• MATERIALS PROVIDED
::::::::

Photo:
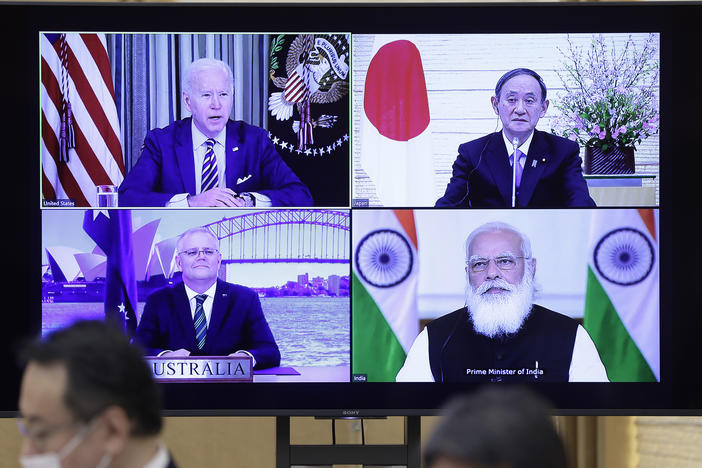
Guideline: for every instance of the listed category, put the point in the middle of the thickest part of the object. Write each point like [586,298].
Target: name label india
[201,369]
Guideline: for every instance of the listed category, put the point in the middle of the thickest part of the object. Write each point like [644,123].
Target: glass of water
[107,196]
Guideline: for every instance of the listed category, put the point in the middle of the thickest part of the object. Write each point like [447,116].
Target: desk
[309,374]
[621,190]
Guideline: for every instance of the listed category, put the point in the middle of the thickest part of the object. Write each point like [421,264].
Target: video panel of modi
[536,295]
[436,119]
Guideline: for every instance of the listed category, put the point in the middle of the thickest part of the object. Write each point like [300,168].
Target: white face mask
[53,459]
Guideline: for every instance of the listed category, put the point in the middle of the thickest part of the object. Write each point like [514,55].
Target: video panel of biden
[194,120]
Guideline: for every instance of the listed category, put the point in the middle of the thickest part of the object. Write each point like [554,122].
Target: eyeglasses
[192,253]
[503,262]
[40,437]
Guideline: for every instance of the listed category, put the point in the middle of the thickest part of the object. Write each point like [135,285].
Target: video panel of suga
[194,120]
[580,112]
[271,285]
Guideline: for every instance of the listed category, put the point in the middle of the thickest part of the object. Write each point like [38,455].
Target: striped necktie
[200,321]
[520,169]
[209,168]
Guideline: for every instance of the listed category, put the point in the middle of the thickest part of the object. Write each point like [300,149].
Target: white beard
[500,314]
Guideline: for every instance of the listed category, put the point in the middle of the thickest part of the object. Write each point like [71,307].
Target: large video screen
[373,217]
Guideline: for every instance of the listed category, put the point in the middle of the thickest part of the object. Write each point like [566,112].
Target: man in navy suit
[549,174]
[203,315]
[209,160]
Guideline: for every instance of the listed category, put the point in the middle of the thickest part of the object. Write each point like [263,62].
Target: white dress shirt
[160,460]
[180,200]
[524,147]
[585,365]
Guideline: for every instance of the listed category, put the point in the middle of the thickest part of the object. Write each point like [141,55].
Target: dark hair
[520,71]
[497,426]
[103,369]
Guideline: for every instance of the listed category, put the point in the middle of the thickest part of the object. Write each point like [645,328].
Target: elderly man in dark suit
[549,173]
[210,160]
[203,315]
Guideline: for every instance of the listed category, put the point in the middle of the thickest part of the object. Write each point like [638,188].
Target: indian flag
[384,292]
[622,299]
[395,130]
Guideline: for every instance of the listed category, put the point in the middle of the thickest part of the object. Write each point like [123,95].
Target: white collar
[524,147]
[209,292]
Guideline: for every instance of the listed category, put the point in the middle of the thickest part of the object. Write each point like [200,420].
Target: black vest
[458,354]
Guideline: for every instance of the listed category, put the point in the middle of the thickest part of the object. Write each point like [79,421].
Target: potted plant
[609,105]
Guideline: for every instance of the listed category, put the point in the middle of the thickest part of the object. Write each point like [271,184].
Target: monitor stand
[407,454]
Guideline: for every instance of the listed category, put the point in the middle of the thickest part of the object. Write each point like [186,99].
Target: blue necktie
[520,155]
[200,321]
[209,168]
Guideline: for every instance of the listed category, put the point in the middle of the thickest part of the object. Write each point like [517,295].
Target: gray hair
[204,64]
[191,231]
[499,226]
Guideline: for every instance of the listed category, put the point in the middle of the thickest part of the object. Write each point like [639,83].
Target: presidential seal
[309,102]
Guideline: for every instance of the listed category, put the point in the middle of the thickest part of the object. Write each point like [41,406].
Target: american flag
[80,130]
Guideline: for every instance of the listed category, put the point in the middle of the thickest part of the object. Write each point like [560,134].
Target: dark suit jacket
[237,323]
[166,167]
[552,177]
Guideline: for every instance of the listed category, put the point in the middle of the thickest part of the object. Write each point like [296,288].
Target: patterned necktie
[520,169]
[200,321]
[209,168]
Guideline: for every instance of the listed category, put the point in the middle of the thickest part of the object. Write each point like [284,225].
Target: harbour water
[310,331]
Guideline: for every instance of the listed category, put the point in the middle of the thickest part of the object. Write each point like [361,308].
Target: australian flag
[112,232]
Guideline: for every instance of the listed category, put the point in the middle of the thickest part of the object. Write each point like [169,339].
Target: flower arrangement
[609,98]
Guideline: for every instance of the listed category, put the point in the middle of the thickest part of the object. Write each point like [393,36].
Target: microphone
[515,161]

::::::::

• WHAT YOU ARE ASKED TO DO
Retype the data above in full, exactly as it stands, and skip any image.

• EXERCISE SOLUTION
Photo:
Guideline: for every instance of the listed category, put the point in the middle of the thickest part of the object. Write each point like [586,298].
Target: name label india
[201,369]
Guideline: for every instance of the listed category, put the point in the middle of the thickest part of the object. Write each point like [644,123].
Target: glass of water
[107,196]
Guideline: for every instance of the listed category, put the point in the middle of the thickest part of the object. Write each point like [447,116].
Target: desk
[309,374]
[621,190]
Guideline: for every instance of the listed category, put the point in the middle of the thickest part of the object. Write each point like [421,264].
Target: video panel of modi
[536,295]
[436,119]
Guideline: for every instance of the listed category, put the point in the middle of the thickest part of the object. Write each point like [300,168].
Target: white face mask
[53,459]
Guideline: for every instance of the listed category, put the point in the middle of the thickest part of the object. Write each point like [514,55].
Target: video panel of biden
[194,120]
Guideline: for every instance of the listed category, put the point in the middle of the thickest part of the object. Write each point like [554,122].
Target: eyeglasses
[192,253]
[503,262]
[40,437]
Guideline: for every instance of the listed category, put the point in the middle of the thickest part of the object. Write each point like [135,285].
Target: video panel of suga
[194,120]
[580,112]
[271,285]
Guideline: for every instance of the listed category, put the point in the middle of the thickest part of the object. Write each point like [38,455].
Target: striped necktie
[200,321]
[520,169]
[209,168]
Guideline: for every instance of the listed category, put the point in the middle of the thickest part of the object. Write each point like [300,149].
Target: white beard
[500,314]
Guideline: for every instance of the listed category, put the point in the middle of the thickest part of the object. Write each point like [71,307].
Target: large video screen
[373,217]
Guideline: for every instance of the listed category, put the point in the middle of the thickest part of the object. Write each point like [566,112].
Target: man in navy suit
[549,174]
[203,315]
[209,160]
Guideline: for every instance of the listed category, put the point in the middle of the thickest part of the object. Write each point like [263,62].
Target: white dress shirt
[160,460]
[180,200]
[524,147]
[585,365]
Guideline: for every instance of the listed category, put the point in the middle of the thickest part of the object. Write each point like [141,55].
Target: dark hair
[520,71]
[497,426]
[103,369]
Guideline: for every instance of the listed category, put the point in the middle of the thickest part of the object. Write each point like [645,328].
Target: elderly man in dark suit
[549,173]
[210,160]
[203,315]
Guideline: for every instance of the listed category, put the point in the middle of the thickest part of the object. Write each point like [638,188].
Target: indian flag
[384,292]
[622,299]
[395,130]
Guideline: for every instance of the listed category, put the point in the middle of the thickest part of the object. Write each point like [123,95].
Target: white collar
[524,147]
[209,292]
Guideline: for every instance of the listed category, put the point in the middle of the thickest part of the object. Write each point like [200,420].
Target: black vest
[458,354]
Guideline: for every instance of the listed category, put the point in the middle of the thickest part of the object. Write each point like [79,421].
Target: potted plant
[609,105]
Guideline: for every instance of the listed category, put the point in the middle of the thickest part of the object. Write each point like [271,184].
Target: monitor stand
[407,454]
Guideline: for every instance of the listed category, put the point in the middle of the thickest part of the object. Write each point like [186,99].
Target: blue necktie
[520,155]
[200,321]
[209,168]
Guideline: for every instance of the listed category, put the point in the middle of the thickest part of the object. Write each point like [517,295].
Target: gray hair
[204,64]
[191,231]
[499,226]
Guideline: for every instance of the listed category, put the point in the middle of the thickest part of the object. Write each point like [639,83].
Target: presidential seal
[309,102]
Guideline: for every instance of the listed category, put the point in the middle of the thickest part of the object. Write each point like [41,406].
Target: american flag
[80,130]
Guideline: for every instance of the listed category, put the point in the middle of the thickest part of the object. Write each point like [560,134].
Target: dark suit jacket
[237,323]
[166,167]
[552,177]
Guideline: for every instance of the listed category, put the point in the middle of the thickest part of the object. Write each point like [296,288].
Target: patterned necktie
[520,169]
[200,321]
[209,168]
Guideline: for every instance of the listed category, put the point in the middle of the thickest part of the object. Write each point like [284,225].
Target: harbour water
[310,331]
Guideline: for every instance of the listed category, put the point in the middle of the thickest part of the object. Write each point like [361,308].
Target: australian flag
[112,232]
Guideline: for every instance of the listed category, put the point in the middle of the thickest part of the object. Write each point like [169,339].
Target: flower arrangement
[609,98]
Guideline: for every instance of the listed category, put the point in the middle of the thickest part of the object. Write each point like [393,36].
Target: microphone
[515,161]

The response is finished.